→ **TASK PROMPT**
Set the pictures aside and return each record below precisely as written.

→ **EXTRACTED DATA**
:::

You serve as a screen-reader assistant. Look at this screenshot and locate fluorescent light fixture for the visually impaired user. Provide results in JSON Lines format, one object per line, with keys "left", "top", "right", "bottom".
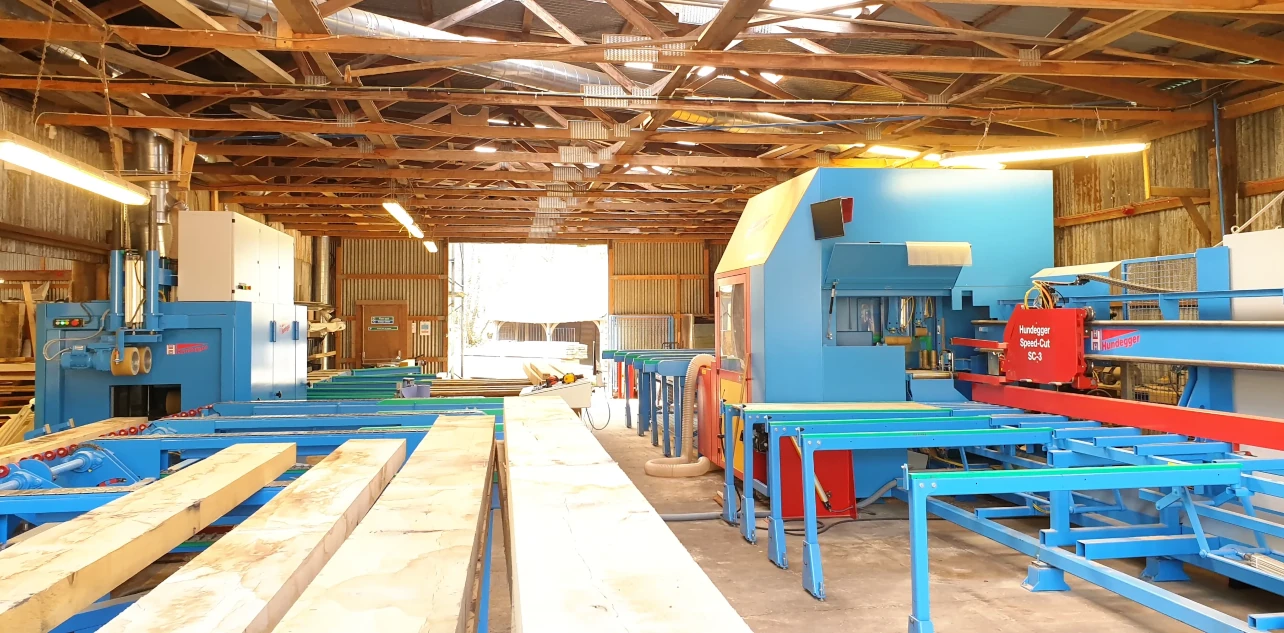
{"left": 0, "top": 131, "right": 150, "bottom": 205}
{"left": 696, "top": 66, "right": 716, "bottom": 77}
{"left": 938, "top": 142, "right": 1149, "bottom": 168}
{"left": 676, "top": 141, "right": 699, "bottom": 146}
{"left": 424, "top": 239, "right": 438, "bottom": 253}
{"left": 625, "top": 62, "right": 654, "bottom": 70}
{"left": 474, "top": 145, "right": 498, "bottom": 153}
{"left": 382, "top": 200, "right": 414, "bottom": 226}
{"left": 652, "top": 166, "right": 671, "bottom": 175}
{"left": 406, "top": 224, "right": 425, "bottom": 239}
{"left": 585, "top": 162, "right": 600, "bottom": 168}
{"left": 864, "top": 145, "right": 942, "bottom": 162}
{"left": 762, "top": 72, "right": 783, "bottom": 83}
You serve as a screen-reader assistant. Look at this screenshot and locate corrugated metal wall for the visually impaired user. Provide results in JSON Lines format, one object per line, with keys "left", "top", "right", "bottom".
{"left": 609, "top": 241, "right": 723, "bottom": 316}
{"left": 1237, "top": 106, "right": 1284, "bottom": 232}
{"left": 1054, "top": 130, "right": 1208, "bottom": 265}
{"left": 338, "top": 238, "right": 447, "bottom": 371}
{"left": 1, "top": 98, "right": 116, "bottom": 265}
{"left": 1055, "top": 107, "right": 1284, "bottom": 265}
{"left": 1, "top": 97, "right": 116, "bottom": 309}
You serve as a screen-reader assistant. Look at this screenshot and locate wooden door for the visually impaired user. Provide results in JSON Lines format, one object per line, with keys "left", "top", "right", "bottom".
{"left": 356, "top": 300, "right": 410, "bottom": 364}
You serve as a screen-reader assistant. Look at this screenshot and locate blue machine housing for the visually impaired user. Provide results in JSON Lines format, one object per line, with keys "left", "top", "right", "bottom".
{"left": 37, "top": 300, "right": 307, "bottom": 429}
{"left": 719, "top": 167, "right": 1053, "bottom": 404}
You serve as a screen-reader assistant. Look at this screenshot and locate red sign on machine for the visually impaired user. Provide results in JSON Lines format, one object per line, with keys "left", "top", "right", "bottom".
{"left": 1002, "top": 308, "right": 1091, "bottom": 387}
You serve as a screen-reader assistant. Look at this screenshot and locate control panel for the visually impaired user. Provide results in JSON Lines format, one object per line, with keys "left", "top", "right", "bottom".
{"left": 52, "top": 317, "right": 93, "bottom": 328}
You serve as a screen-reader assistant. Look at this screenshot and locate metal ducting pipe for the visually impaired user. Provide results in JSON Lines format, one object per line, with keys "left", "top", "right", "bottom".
{"left": 189, "top": 0, "right": 818, "bottom": 132}
{"left": 130, "top": 129, "right": 172, "bottom": 256}
{"left": 312, "top": 236, "right": 332, "bottom": 305}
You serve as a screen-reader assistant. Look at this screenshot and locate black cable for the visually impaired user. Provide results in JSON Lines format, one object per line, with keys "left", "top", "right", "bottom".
{"left": 583, "top": 385, "right": 610, "bottom": 431}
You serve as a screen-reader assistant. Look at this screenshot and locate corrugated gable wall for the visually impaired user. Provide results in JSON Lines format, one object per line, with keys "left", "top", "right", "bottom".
{"left": 1053, "top": 107, "right": 1284, "bottom": 266}
{"left": 337, "top": 238, "right": 447, "bottom": 372}
{"left": 608, "top": 240, "right": 725, "bottom": 316}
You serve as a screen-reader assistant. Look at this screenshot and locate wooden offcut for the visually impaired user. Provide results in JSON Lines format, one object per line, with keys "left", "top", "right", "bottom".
{"left": 503, "top": 396, "right": 753, "bottom": 632}
{"left": 0, "top": 443, "right": 296, "bottom": 633}
{"left": 96, "top": 439, "right": 407, "bottom": 633}
{"left": 0, "top": 416, "right": 146, "bottom": 466}
{"left": 273, "top": 415, "right": 495, "bottom": 633}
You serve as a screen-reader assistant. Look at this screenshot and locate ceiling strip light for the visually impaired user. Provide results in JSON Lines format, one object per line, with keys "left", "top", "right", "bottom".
{"left": 939, "top": 142, "right": 1148, "bottom": 168}
{"left": 0, "top": 131, "right": 150, "bottom": 205}
{"left": 382, "top": 200, "right": 425, "bottom": 239}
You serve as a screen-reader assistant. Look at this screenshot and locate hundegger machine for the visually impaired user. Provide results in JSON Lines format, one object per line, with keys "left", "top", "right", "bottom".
{"left": 36, "top": 211, "right": 307, "bottom": 431}
{"left": 710, "top": 167, "right": 1053, "bottom": 520}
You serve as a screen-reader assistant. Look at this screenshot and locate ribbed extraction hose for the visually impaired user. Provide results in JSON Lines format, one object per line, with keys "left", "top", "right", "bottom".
{"left": 645, "top": 354, "right": 715, "bottom": 478}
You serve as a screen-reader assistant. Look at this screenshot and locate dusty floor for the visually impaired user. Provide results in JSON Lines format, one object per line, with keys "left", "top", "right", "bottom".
{"left": 488, "top": 397, "right": 1280, "bottom": 632}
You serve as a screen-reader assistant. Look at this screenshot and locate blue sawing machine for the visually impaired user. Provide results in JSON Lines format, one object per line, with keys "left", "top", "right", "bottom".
{"left": 711, "top": 167, "right": 1053, "bottom": 517}
{"left": 36, "top": 248, "right": 306, "bottom": 431}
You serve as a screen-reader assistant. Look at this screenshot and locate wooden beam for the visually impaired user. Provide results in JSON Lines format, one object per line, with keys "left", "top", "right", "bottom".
{"left": 428, "top": 0, "right": 505, "bottom": 28}
{"left": 133, "top": 1, "right": 295, "bottom": 83}
{"left": 95, "top": 439, "right": 406, "bottom": 633}
{"left": 1150, "top": 186, "right": 1212, "bottom": 198}
{"left": 193, "top": 143, "right": 927, "bottom": 168}
{"left": 1083, "top": 10, "right": 1284, "bottom": 66}
{"left": 192, "top": 165, "right": 779, "bottom": 185}
{"left": 1180, "top": 196, "right": 1214, "bottom": 246}
{"left": 272, "top": 416, "right": 494, "bottom": 633}
{"left": 229, "top": 104, "right": 334, "bottom": 147}
{"left": 0, "top": 443, "right": 295, "bottom": 632}
{"left": 230, "top": 196, "right": 737, "bottom": 210}
{"left": 196, "top": 183, "right": 756, "bottom": 197}
{"left": 316, "top": 0, "right": 364, "bottom": 17}
{"left": 503, "top": 396, "right": 752, "bottom": 631}
{"left": 0, "top": 220, "right": 111, "bottom": 254}
{"left": 602, "top": 0, "right": 666, "bottom": 39}
{"left": 1047, "top": 10, "right": 1174, "bottom": 60}
{"left": 8, "top": 77, "right": 1211, "bottom": 121}
{"left": 1054, "top": 196, "right": 1208, "bottom": 228}
{"left": 0, "top": 270, "right": 73, "bottom": 282}
{"left": 46, "top": 113, "right": 1147, "bottom": 148}
{"left": 515, "top": 0, "right": 637, "bottom": 89}
{"left": 0, "top": 417, "right": 144, "bottom": 466}
{"left": 891, "top": 0, "right": 1284, "bottom": 12}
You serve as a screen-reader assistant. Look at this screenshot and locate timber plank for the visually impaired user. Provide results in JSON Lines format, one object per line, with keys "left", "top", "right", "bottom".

:::

→ **EXPECTED ANSWER**
You serve as a screen-reader assistant. Look at this screenshot and locate fluorescent light fixture for the visually impaired user. Provide results in JSON Lines format, one object per line, with keys "left", "top", "right", "bottom".
{"left": 0, "top": 131, "right": 150, "bottom": 205}
{"left": 696, "top": 66, "right": 716, "bottom": 77}
{"left": 938, "top": 142, "right": 1149, "bottom": 168}
{"left": 676, "top": 141, "right": 699, "bottom": 146}
{"left": 424, "top": 239, "right": 438, "bottom": 253}
{"left": 625, "top": 62, "right": 654, "bottom": 70}
{"left": 474, "top": 145, "right": 498, "bottom": 153}
{"left": 382, "top": 200, "right": 414, "bottom": 226}
{"left": 652, "top": 166, "right": 671, "bottom": 175}
{"left": 406, "top": 224, "right": 425, "bottom": 239}
{"left": 585, "top": 162, "right": 600, "bottom": 168}
{"left": 864, "top": 145, "right": 942, "bottom": 162}
{"left": 762, "top": 72, "right": 783, "bottom": 83}
You serve as a screen-reader assistant. Look at this screenshot and locate corrugated metal wall for the visually impaired user. Provide results in JSON Lines format, one object per line, with keys "left", "top", "right", "bottom".
{"left": 609, "top": 241, "right": 723, "bottom": 316}
{"left": 1237, "top": 106, "right": 1284, "bottom": 232}
{"left": 1054, "top": 130, "right": 1208, "bottom": 265}
{"left": 338, "top": 238, "right": 447, "bottom": 371}
{"left": 1, "top": 98, "right": 116, "bottom": 265}
{"left": 1055, "top": 107, "right": 1284, "bottom": 265}
{"left": 1, "top": 97, "right": 116, "bottom": 309}
You serve as a screen-reader assistant. Look at this screenshot and locate wooden door for the visually impaired user. Provide results in JSON Lines format, one object per line, with keys "left", "top", "right", "bottom".
{"left": 356, "top": 300, "right": 410, "bottom": 364}
You serve as a screen-reader assistant. Look at this screenshot and locate blue machine housing for the visually impaired user. Provide results in JSON Lines format, one object per line, with keys "left", "top", "right", "bottom".
{"left": 37, "top": 300, "right": 307, "bottom": 429}
{"left": 719, "top": 167, "right": 1053, "bottom": 404}
You serve as a screen-reader assistant. Look at this screenshot and locate red sign on machine for the visually impaired user. Provide results in JSON Lines format, one object per line, with keys "left", "top", "right", "bottom".
{"left": 1002, "top": 308, "right": 1091, "bottom": 387}
You serve as a screen-reader assistant. Look at this screenshot and locate control panel for the visually impaired user. Provide results in JSON Lines format, one object per line, with keys "left", "top", "right", "bottom".
{"left": 52, "top": 317, "right": 93, "bottom": 328}
You serve as a screen-reader assistant. Look at this screenshot and locate metal ducting pipe for the visually impaired user. Provide results in JSON Lines format, one object per line, with keys "left", "top", "right", "bottom".
{"left": 189, "top": 0, "right": 818, "bottom": 132}
{"left": 130, "top": 129, "right": 172, "bottom": 256}
{"left": 312, "top": 236, "right": 332, "bottom": 305}
You serve as a screen-reader assistant. Look at this screenshot and locate black cable for the visually impaired user. Provide results in JSON Lines format, one object per line, with keys "left", "top", "right", "bottom".
{"left": 583, "top": 385, "right": 610, "bottom": 431}
You serve as a screen-reader assistant. Look at this screenshot and locate corrugated gable wall for the visually impaired user. Provide results in JSON Lines format, one object per line, with keys "left", "top", "right", "bottom".
{"left": 1053, "top": 107, "right": 1284, "bottom": 266}
{"left": 337, "top": 238, "right": 447, "bottom": 372}
{"left": 608, "top": 240, "right": 725, "bottom": 316}
You serve as a screen-reader assistant. Look at this screenshot and locate wooden offcut for the visually impaired user. Provide results in JSON Lines format, one object per line, with keys "left", "top", "right", "bottom".
{"left": 503, "top": 396, "right": 753, "bottom": 632}
{"left": 0, "top": 443, "right": 296, "bottom": 633}
{"left": 96, "top": 439, "right": 407, "bottom": 633}
{"left": 0, "top": 416, "right": 146, "bottom": 466}
{"left": 273, "top": 415, "right": 495, "bottom": 633}
You serve as a screen-reader assistant. Look at this screenshot and locate ceiling strip light for the visually impaired user. Provide results in JSON Lines format, one object per line, with keys "left", "top", "right", "bottom".
{"left": 939, "top": 142, "right": 1148, "bottom": 168}
{"left": 0, "top": 131, "right": 150, "bottom": 205}
{"left": 382, "top": 200, "right": 425, "bottom": 239}
You serve as a screen-reader assistant. Look at this screenshot and locate hundegger machine for the visually impaired user. Provide results in JSON Lines format, one object per line, with keys "left", "top", "right", "bottom".
{"left": 36, "top": 211, "right": 307, "bottom": 431}
{"left": 710, "top": 167, "right": 1053, "bottom": 520}
You serve as a screen-reader assistant. Look at this screenshot and locate ribbed extraction hose for the visually impaired user. Provide results in JSON Lines format, one object per line, with keys "left", "top", "right", "bottom".
{"left": 645, "top": 354, "right": 715, "bottom": 478}
You serve as a screen-reader assistant. Look at this screenshot and locate dusty floor for the visually impaired user. Provide results in JSON Lines format, one object per line, with keys "left", "top", "right", "bottom".
{"left": 488, "top": 397, "right": 1280, "bottom": 632}
You serve as a screen-reader assistant. Look at this screenshot and locate blue sawing machine for the visually impaired user. Provide results in JSON Lines format, one object per line, with keys "left", "top", "right", "bottom".
{"left": 711, "top": 167, "right": 1053, "bottom": 517}
{"left": 36, "top": 248, "right": 306, "bottom": 431}
You serve as a screen-reader assistant. Look at this screenshot and locate wooden beam for the visually impaired user. Provide results in JSON Lines format, one object per line, with keys "left", "top", "right", "bottom".
{"left": 428, "top": 0, "right": 505, "bottom": 28}
{"left": 133, "top": 1, "right": 295, "bottom": 83}
{"left": 95, "top": 439, "right": 406, "bottom": 633}
{"left": 1150, "top": 186, "right": 1212, "bottom": 198}
{"left": 193, "top": 143, "right": 927, "bottom": 168}
{"left": 1083, "top": 10, "right": 1284, "bottom": 66}
{"left": 192, "top": 165, "right": 779, "bottom": 185}
{"left": 1180, "top": 196, "right": 1214, "bottom": 246}
{"left": 272, "top": 416, "right": 494, "bottom": 633}
{"left": 229, "top": 104, "right": 334, "bottom": 147}
{"left": 0, "top": 443, "right": 295, "bottom": 632}
{"left": 230, "top": 196, "right": 737, "bottom": 210}
{"left": 196, "top": 183, "right": 756, "bottom": 197}
{"left": 316, "top": 0, "right": 364, "bottom": 17}
{"left": 503, "top": 396, "right": 752, "bottom": 631}
{"left": 0, "top": 220, "right": 111, "bottom": 254}
{"left": 602, "top": 0, "right": 666, "bottom": 39}
{"left": 1047, "top": 10, "right": 1174, "bottom": 60}
{"left": 8, "top": 77, "right": 1211, "bottom": 121}
{"left": 1054, "top": 196, "right": 1208, "bottom": 228}
{"left": 0, "top": 270, "right": 73, "bottom": 282}
{"left": 46, "top": 113, "right": 1147, "bottom": 148}
{"left": 515, "top": 0, "right": 637, "bottom": 89}
{"left": 0, "top": 417, "right": 144, "bottom": 466}
{"left": 891, "top": 0, "right": 1284, "bottom": 12}
You serve as a screen-reader assistant. Look at this screenshot and locate timber plank for the visually impaired user. Provide results in JSON Lines format, one object per line, with keys "left", "top", "right", "bottom".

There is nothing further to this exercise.